* Region pointing data
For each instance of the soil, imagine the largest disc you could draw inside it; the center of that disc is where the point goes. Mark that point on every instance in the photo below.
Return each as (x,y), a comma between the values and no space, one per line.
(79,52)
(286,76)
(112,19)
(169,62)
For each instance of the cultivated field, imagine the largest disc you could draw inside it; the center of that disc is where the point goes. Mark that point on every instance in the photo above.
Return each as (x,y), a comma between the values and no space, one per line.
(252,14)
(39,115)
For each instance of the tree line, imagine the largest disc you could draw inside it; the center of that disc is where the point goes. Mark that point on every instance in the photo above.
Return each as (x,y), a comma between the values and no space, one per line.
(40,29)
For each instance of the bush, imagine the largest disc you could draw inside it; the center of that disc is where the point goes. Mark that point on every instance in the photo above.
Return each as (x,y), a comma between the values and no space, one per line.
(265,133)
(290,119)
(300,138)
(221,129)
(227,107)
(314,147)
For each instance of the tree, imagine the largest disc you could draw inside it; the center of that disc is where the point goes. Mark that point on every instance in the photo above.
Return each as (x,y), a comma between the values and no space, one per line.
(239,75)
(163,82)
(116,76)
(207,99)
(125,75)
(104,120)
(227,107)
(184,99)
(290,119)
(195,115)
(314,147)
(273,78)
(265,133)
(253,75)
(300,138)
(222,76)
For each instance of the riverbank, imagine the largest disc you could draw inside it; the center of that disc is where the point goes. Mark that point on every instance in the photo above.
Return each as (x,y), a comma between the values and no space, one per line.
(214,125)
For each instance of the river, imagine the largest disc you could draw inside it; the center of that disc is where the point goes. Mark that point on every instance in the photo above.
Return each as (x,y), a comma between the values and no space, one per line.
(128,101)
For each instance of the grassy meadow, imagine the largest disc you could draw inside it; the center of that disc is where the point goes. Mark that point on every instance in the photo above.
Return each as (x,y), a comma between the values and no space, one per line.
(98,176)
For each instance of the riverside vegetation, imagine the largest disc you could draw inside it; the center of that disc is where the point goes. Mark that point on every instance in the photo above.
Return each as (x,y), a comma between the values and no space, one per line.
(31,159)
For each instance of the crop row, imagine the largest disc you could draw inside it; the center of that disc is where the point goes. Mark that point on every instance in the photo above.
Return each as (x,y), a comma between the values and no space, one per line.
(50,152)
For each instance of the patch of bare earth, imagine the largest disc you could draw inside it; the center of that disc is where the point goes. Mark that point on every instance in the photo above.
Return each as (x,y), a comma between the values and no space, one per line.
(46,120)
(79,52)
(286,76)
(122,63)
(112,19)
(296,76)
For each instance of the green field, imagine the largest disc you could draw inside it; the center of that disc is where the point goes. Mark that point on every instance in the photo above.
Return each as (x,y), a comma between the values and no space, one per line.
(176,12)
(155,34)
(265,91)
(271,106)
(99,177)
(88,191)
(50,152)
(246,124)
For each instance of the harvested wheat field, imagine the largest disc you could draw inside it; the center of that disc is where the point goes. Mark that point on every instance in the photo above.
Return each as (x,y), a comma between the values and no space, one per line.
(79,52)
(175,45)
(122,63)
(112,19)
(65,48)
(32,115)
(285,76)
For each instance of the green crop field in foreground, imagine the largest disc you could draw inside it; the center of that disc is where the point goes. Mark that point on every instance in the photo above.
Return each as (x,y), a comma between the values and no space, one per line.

* ASSIGNMENT
Quote all the records exactly, please, leaving none out.

* FINISHED TASK
For each instance of the soil, imagine the largest disc you could draw inside it; the center of that disc is where the point goes. Mark that point on every instance in the photo below.
Return each as (x,y), a comma between the values and no space, one per line.
(79,52)
(286,76)
(112,19)
(169,62)
For each instance of the cultivated field, imagine the largest disc you could draw inside it; the center of that disc is where the point goes. Mark that point on every instance in the photo above.
Return each as (x,y), a comma between the values and no space, one per line.
(252,14)
(39,115)
For each instance of the tree line, imagine the largest disc you could draw inside it; the center of that disc is where the point goes. Mark that point on every instance in the photo above.
Return each as (x,y), a comma between the values and no space, one per line.
(40,29)
For each instance of the bush, imagine the largest disc you could draw inside it; the center of that disc is where the point goes. Mark that point on every instance in the photo above.
Return each as (x,y), a comma between the values and no space, one per line.
(265,133)
(290,119)
(300,138)
(221,129)
(227,107)
(314,147)
For each instance of the tree, imagine the largest disc you could draw inside it; the center of that disc is where the point goes. Mark that point on every instance in the photo above.
Return each as (x,y), a comma between the values and no space, one per line.
(239,75)
(163,82)
(116,76)
(207,99)
(125,75)
(104,120)
(227,107)
(184,99)
(290,119)
(195,115)
(314,147)
(273,78)
(265,133)
(253,75)
(300,138)
(222,76)
For each instance of the riverbank, imagine the largest disc you could draw inside it; the center of that disc is where the point goes. Mark that point on every instance in the photo above.
Return each as (x,y), a comma between the values and no space, one per line.
(214,125)
For each instance of the river, imagine the largest disc you could draw inside it; the center of that disc is where the point goes. Mark that point on every instance in the photo above.
Return each as (x,y), a comma between the values and no space, one per line.
(128,101)
For each instance of the grassy meadow, imagine the largest disc you could draw inside it; the center of that disc is where the point goes. Mark that point on every instance in the photo above.
Return each as (x,y), a comma between the values and no space, one per line.
(98,176)
For each instance of the riverside vegetation, imagine the largest disc you could draw inside it; the center of that disc is where the point goes. Mark that point on every instance in the photo above.
Return each as (x,y), a comma between the values and no space, one per line.
(31,159)
For each instance of the crop row, imagine the largest disc you could draw inside it; the center of that disc is where the point goes. Mark that point on every instance in the photo above.
Return each as (x,y), a comma between the values and no space, one per line.
(50,152)
For each instance of the patch of bare earth, imagine the largest disc you could draw inside it; the center of that disc is where the point goes. Mark that point on every instance in the photo above.
Return each as (x,y), a comma between the values and no space, one per line.
(46,120)
(79,52)
(286,76)
(122,63)
(112,19)
(296,76)
For each instance of the green field, imagine the largest disc you could draw inside it; the center of that disc is where the point goes. Mark that point on every instance in the photo above.
Return each as (x,y), a comma between the values and no space, one per line.
(176,12)
(155,34)
(265,91)
(271,106)
(99,177)
(88,191)
(50,152)
(246,124)
For each instance of the harvested wheat field, imagine the largest disc you could draw inside it; the center of that disc is where the point goes. Mark that point on every instance in the photo above.
Return each as (x,y), a comma between the values and no space, one per line.
(79,52)
(175,45)
(122,63)
(112,19)
(65,48)
(32,115)
(285,76)
For each instance of the green crop field in foreground, imagine the largest disc you could draw inside it; the center of that disc is where the point goes. Mark that point on every instance in the photo above.
Return each as (x,y), a comma between the values and no space, one per line.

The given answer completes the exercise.